▸ **WHAT IS EXPECTED**: Please pick out and copy each line in the records below that contains the string "wooden", treating uppercase and lowercase as different.

▸ **SUPPLIED MATERIAL**:
+++++

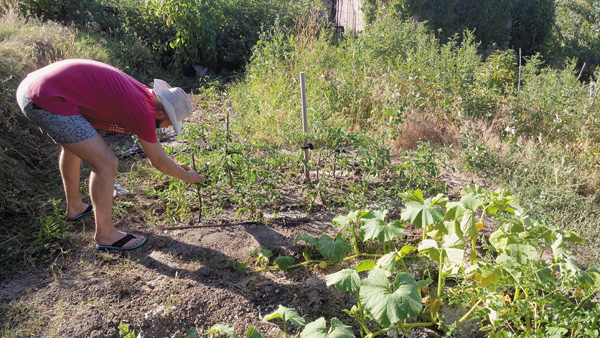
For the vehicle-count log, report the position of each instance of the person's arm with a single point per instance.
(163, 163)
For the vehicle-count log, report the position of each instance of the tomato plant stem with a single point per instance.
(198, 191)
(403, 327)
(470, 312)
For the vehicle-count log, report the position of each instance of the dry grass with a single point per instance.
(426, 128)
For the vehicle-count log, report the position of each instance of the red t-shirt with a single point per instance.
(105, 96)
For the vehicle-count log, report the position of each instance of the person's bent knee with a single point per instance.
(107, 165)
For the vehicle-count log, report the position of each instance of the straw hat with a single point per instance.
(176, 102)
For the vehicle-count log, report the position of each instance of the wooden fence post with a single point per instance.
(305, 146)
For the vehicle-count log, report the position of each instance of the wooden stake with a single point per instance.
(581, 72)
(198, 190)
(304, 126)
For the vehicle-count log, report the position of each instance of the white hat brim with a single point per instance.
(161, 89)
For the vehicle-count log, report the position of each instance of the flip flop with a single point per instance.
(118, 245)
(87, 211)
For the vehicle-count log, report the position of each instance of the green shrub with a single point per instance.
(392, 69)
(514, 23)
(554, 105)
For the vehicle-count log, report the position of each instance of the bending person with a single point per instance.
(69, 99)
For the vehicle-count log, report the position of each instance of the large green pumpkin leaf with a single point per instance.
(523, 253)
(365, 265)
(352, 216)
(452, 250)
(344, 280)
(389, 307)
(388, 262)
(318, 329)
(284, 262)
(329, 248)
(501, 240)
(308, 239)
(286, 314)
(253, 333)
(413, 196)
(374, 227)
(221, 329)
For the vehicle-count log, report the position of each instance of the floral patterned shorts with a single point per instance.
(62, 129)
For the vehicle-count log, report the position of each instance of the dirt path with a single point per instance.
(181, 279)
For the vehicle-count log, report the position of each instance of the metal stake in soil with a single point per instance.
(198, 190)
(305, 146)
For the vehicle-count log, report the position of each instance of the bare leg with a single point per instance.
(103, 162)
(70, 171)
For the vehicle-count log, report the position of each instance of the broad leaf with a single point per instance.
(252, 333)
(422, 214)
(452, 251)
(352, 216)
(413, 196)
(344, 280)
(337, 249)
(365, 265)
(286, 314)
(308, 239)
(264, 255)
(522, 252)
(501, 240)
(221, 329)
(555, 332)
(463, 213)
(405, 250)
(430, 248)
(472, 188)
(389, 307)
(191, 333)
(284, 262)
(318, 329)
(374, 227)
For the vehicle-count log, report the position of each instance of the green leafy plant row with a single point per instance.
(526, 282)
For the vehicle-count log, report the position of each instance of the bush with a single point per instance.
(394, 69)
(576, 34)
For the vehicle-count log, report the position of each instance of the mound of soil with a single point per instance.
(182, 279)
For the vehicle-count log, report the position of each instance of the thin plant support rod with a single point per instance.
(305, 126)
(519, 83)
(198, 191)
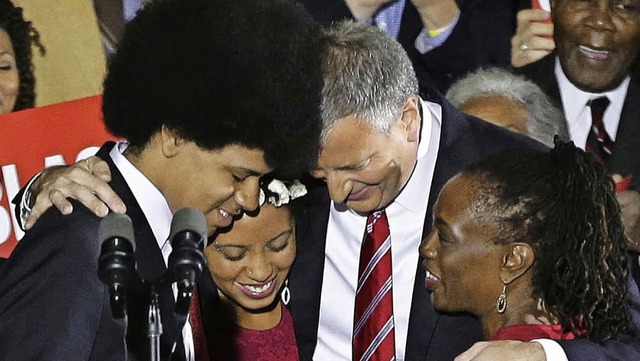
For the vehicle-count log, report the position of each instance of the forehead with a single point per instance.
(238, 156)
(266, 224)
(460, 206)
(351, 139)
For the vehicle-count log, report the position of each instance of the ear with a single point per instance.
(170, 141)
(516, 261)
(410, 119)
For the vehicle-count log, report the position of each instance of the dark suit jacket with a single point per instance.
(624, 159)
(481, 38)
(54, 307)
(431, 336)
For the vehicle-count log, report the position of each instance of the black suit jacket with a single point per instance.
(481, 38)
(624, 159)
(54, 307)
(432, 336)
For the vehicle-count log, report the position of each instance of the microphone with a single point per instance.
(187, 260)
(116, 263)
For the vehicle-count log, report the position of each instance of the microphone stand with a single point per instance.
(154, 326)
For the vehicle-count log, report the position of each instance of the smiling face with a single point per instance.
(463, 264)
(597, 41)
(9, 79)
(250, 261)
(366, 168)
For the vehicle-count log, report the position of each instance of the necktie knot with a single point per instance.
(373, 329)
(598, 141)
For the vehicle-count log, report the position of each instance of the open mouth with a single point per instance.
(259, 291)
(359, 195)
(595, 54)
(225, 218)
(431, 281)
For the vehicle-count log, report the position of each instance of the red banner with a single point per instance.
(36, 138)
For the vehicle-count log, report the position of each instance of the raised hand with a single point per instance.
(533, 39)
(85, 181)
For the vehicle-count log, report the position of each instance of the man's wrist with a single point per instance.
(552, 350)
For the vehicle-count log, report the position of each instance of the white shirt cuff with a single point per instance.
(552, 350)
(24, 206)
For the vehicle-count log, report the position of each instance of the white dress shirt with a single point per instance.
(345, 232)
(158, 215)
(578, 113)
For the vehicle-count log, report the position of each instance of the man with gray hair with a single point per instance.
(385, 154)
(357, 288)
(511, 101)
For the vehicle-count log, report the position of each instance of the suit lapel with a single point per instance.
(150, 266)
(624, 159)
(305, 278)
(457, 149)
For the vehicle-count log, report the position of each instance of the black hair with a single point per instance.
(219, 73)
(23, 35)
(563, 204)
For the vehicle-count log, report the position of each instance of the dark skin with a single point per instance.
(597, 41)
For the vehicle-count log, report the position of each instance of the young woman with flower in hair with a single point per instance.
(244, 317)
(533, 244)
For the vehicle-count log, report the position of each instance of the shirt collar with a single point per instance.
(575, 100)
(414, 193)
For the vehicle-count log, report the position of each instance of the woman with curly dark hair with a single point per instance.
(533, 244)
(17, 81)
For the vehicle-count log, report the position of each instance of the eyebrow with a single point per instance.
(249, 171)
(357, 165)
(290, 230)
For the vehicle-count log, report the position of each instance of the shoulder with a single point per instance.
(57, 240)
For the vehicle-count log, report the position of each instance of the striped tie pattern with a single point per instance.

+++++

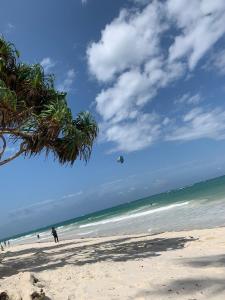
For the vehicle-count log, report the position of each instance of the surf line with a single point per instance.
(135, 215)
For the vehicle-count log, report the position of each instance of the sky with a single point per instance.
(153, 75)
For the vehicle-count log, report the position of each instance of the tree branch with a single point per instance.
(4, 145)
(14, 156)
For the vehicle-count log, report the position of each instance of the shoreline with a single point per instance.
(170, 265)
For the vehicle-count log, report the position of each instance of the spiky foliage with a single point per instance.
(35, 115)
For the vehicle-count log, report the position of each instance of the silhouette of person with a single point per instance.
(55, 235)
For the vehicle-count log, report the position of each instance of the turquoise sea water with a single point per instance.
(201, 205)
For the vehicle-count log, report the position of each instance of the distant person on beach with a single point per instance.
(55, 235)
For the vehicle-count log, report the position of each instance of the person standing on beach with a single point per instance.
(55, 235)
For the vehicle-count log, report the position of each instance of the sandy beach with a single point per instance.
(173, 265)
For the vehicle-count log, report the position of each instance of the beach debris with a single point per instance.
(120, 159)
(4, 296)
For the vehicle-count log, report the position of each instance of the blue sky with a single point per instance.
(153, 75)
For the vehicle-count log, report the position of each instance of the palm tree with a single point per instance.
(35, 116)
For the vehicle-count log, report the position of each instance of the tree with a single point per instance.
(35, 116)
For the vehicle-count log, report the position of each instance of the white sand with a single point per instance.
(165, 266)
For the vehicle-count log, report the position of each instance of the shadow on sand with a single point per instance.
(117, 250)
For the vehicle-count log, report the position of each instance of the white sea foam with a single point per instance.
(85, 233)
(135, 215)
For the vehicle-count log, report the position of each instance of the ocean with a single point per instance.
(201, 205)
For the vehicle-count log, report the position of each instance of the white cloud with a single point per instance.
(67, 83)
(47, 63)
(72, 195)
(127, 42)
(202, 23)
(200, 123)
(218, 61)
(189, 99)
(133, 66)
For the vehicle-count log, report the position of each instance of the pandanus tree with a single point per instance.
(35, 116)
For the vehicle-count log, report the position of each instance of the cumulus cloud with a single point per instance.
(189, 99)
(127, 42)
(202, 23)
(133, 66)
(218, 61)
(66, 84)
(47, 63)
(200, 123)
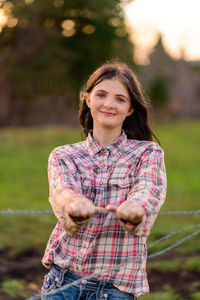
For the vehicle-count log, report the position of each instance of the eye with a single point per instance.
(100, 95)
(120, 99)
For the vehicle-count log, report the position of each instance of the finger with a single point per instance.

+++++

▸ **WRITTEN ANSWER**:
For the vehicle-count log, report the position of each instance of the wooden fence post with a single point per instance.
For the vehicle-count log, report the position of each instance of the wooden stake with a single point per instance.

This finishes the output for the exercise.